* Records shown *
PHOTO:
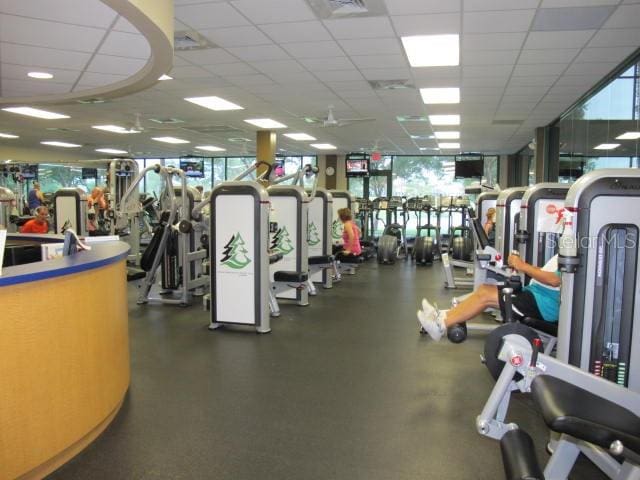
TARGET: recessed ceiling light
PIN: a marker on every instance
(606, 146)
(54, 143)
(214, 103)
(629, 136)
(114, 129)
(432, 50)
(211, 148)
(265, 123)
(113, 151)
(323, 146)
(169, 140)
(300, 136)
(440, 95)
(444, 119)
(34, 112)
(447, 135)
(40, 75)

* Set problem *
Please rewrite the material above with "recessed ceiling light" changed to "ceiling spotlight", keeping everything else the same and leaving out the pictures.

* Answer to this task *
PHOTO:
TARGET: ceiling spotlight
PIN: a marker on every instance
(606, 146)
(54, 143)
(214, 103)
(629, 136)
(114, 129)
(432, 50)
(211, 148)
(265, 123)
(113, 151)
(323, 146)
(169, 140)
(300, 136)
(440, 95)
(444, 119)
(34, 112)
(447, 135)
(40, 75)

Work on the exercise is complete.